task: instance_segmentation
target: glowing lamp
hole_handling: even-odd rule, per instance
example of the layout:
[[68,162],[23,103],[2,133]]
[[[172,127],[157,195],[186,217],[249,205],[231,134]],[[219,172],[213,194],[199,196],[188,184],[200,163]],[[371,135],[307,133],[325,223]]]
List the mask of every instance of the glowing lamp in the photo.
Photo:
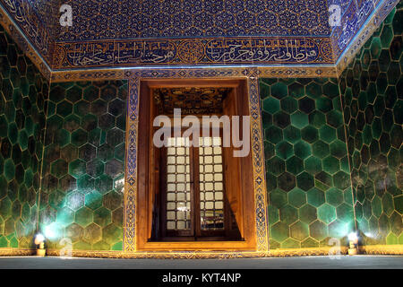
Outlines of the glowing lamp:
[[358,254],[358,236],[356,232],[348,234],[348,255]]
[[47,254],[47,249],[45,249],[45,237],[38,233],[35,236],[35,245],[37,245],[39,248],[37,248],[37,256],[39,257],[45,257]]

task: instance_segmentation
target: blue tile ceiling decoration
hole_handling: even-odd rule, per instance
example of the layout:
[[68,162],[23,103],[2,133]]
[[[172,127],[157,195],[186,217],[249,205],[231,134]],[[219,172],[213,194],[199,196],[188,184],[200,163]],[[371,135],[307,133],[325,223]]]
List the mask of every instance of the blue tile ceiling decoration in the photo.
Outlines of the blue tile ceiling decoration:
[[59,41],[137,38],[329,36],[326,0],[66,1],[80,24]]
[[[387,13],[398,2],[0,0],[0,5],[52,70],[65,70],[335,65],[372,14]],[[73,8],[71,27],[58,23],[62,4]],[[340,26],[329,23],[332,4],[340,7]]]

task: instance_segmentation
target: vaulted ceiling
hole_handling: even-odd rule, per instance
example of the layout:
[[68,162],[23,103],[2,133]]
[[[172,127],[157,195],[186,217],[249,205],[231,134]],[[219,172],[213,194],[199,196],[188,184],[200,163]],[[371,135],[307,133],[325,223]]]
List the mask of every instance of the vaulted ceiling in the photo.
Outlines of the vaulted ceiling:
[[[371,26],[367,30],[373,31],[398,2],[0,0],[0,10],[54,71],[166,65],[335,65],[363,30]],[[71,27],[59,24],[62,4],[73,8]],[[341,21],[330,27],[330,16],[338,13],[334,5]]]

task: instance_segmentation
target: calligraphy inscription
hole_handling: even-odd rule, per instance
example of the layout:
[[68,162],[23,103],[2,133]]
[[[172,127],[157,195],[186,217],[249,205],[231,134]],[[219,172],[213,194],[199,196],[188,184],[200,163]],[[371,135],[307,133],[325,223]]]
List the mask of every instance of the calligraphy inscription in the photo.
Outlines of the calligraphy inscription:
[[141,65],[331,64],[329,39],[254,38],[57,43],[54,68]]

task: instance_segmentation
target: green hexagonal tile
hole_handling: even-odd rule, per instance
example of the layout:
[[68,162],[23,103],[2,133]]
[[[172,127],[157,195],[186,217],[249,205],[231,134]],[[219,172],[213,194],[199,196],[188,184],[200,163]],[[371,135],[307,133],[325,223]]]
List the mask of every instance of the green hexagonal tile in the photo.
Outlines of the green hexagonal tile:
[[309,225],[309,234],[316,240],[323,240],[328,237],[328,227],[321,221],[315,221]]
[[288,193],[288,202],[291,205],[299,208],[306,203],[306,193],[296,187]]
[[85,228],[92,222],[93,212],[88,207],[81,207],[75,213],[74,222]]
[[277,241],[284,241],[289,237],[288,225],[283,222],[277,222],[270,227],[271,238]]
[[336,208],[324,204],[318,208],[318,219],[325,223],[330,223],[336,219]]

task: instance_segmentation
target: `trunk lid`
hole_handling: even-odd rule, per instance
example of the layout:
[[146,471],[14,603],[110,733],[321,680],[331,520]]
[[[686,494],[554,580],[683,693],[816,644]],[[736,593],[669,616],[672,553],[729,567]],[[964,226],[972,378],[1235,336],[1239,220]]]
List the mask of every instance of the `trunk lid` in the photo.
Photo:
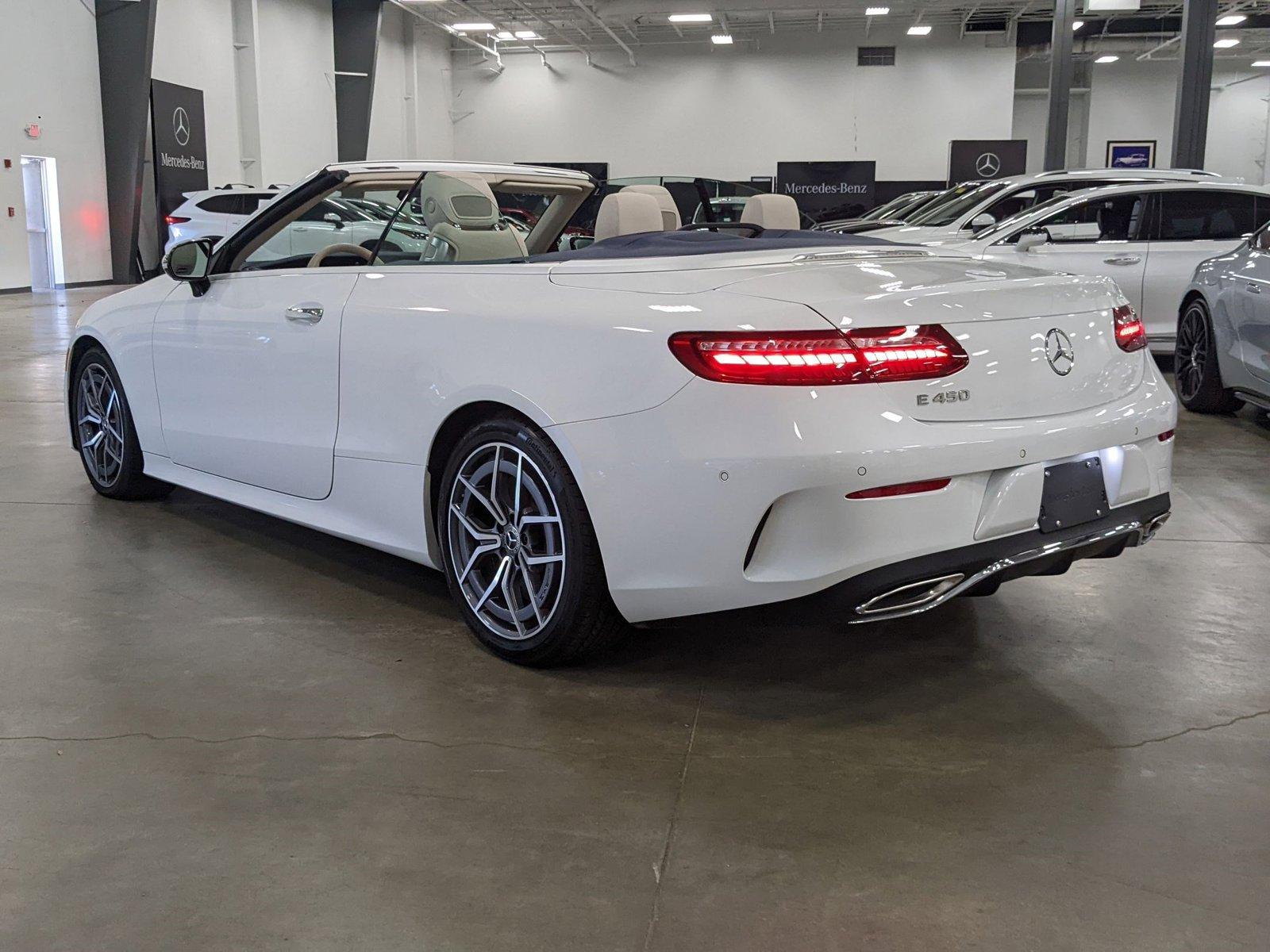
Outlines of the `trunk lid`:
--
- [TASK DETAILS] Change every occurrence of "Outlines" in the listing above to "Polygons" and reproduce all other lines unchanged. Omit the pictures from your answer.

- [ANSWER BELOW]
task: instance_segmentation
target: glowing lamp
hole_handling: even-odd rule, per instance
example of the layout:
[[68,162],[23,103],[2,133]]
[[[172,127],[157,195],[186,217],[249,205],[231,134]],[[219,172],[213,194],[199,196],[188,184],[200,163]],[[371,135],[307,133],[325,223]]]
List the mask of every instance of the glowing lamp in the photo.
Photo:
Polygons of the glowing lamp:
[[358,254],[358,236],[356,232],[348,234],[348,255]]
[[47,254],[47,249],[45,249],[45,237],[38,233],[35,236],[35,245],[37,245],[39,248],[37,248],[37,256],[39,257],[45,257]]

task: instance_segmentation
target: blue tile ceiling decoration
hole_handling: even-odd rule, per instance
example of the layout:
[[68,162],[23,103],[2,133]]
[[[172,127],[157,195],[186,217],[249,205],[231,134]],[[219,172],[213,194],[199,196],[188,184],[200,163]],[[371,135],[307,133],[325,223]]]
List the mask of every instance of the blue tile ceiling decoration in the photo.
Polygons of the blue tile ceiling decoration:
[[59,41],[137,38],[329,36],[326,0],[66,1],[80,24]]
[[[387,13],[398,2],[0,0],[0,5],[52,70],[65,70],[335,65],[372,14]],[[73,8],[71,27],[58,23],[62,4]],[[340,26],[329,23],[332,4],[340,7]]]

task: instance_segmentation
target: vaulted ceiling
hole_handling: even-odd rule, per instance
example of the layout:
[[68,162],[23,103],[2,133]]
[[[172,127],[157,195],[186,217],[249,205],[231,134]],[[219,172],[213,194],[199,196],[188,184],[200,163]],[[371,135],[307,133],[325,223]]]
List the mask of every instance of the vaulted ceiling in the photo.
Polygons of the vaulted ceiling:
[[[371,26],[367,30],[373,31],[398,2],[0,0],[0,10],[54,71],[166,65],[335,65],[363,30]],[[71,27],[59,24],[62,4],[73,8]],[[341,21],[330,27],[330,16],[338,13],[334,5]]]

task: instance_segmentation
target: calligraphy inscription
hole_handling: even-odd rule, per instance
example of the layout:
[[68,162],[23,103],[2,133]]
[[[172,127],[157,195],[186,217],[249,205],[231,134]],[[219,172],[213,194],[199,196],[188,184],[200,163]],[[371,135],[307,133],[325,223]]]
List the mask of every instance of the calligraphy inscription in the photo.
Polygons of the calligraphy inscription:
[[141,65],[331,64],[329,39],[254,38],[57,43],[54,68]]

task: instance_segmentation
target: green hexagonal tile
hole_handling: even-odd rule, per instance
example of the layout:
[[68,162],[23,103],[2,133]]
[[[172,127],[157,195],[186,217],[249,205],[231,134]],[[219,172],[213,194],[199,196],[188,184],[200,163]],[[371,135],[307,133],[325,223]]]
List the mask of every instance of the green hexagonal tile in the photo.
Polygons of the green hexagonal tile:
[[309,225],[309,234],[316,240],[323,240],[328,237],[328,227],[321,221],[315,221]]
[[288,193],[288,202],[291,205],[299,208],[306,203],[306,193],[296,187]]
[[85,228],[92,222],[93,212],[88,207],[81,207],[75,213],[74,222]]
[[277,241],[284,241],[289,237],[288,225],[283,222],[277,222],[270,227],[271,238]]
[[336,208],[324,204],[318,208],[318,219],[325,223],[330,223],[336,219]]

task: instance_segmentation
target: `trunk lid`
hole_handling: even-odd rule, per instance
example of the layout:
[[146,471],[14,603],[110,733],[321,680],[331,520]]
[[[686,494],[554,580],[683,693],[816,644]],[[736,593],[669,616],[672,553],[729,567]],[[964,226],[972,378],[1235,336],[1239,220]]]
List the mask of every instance of the `trunk lid` in the photo.
Photo:
Polygons of the `trunk lid`:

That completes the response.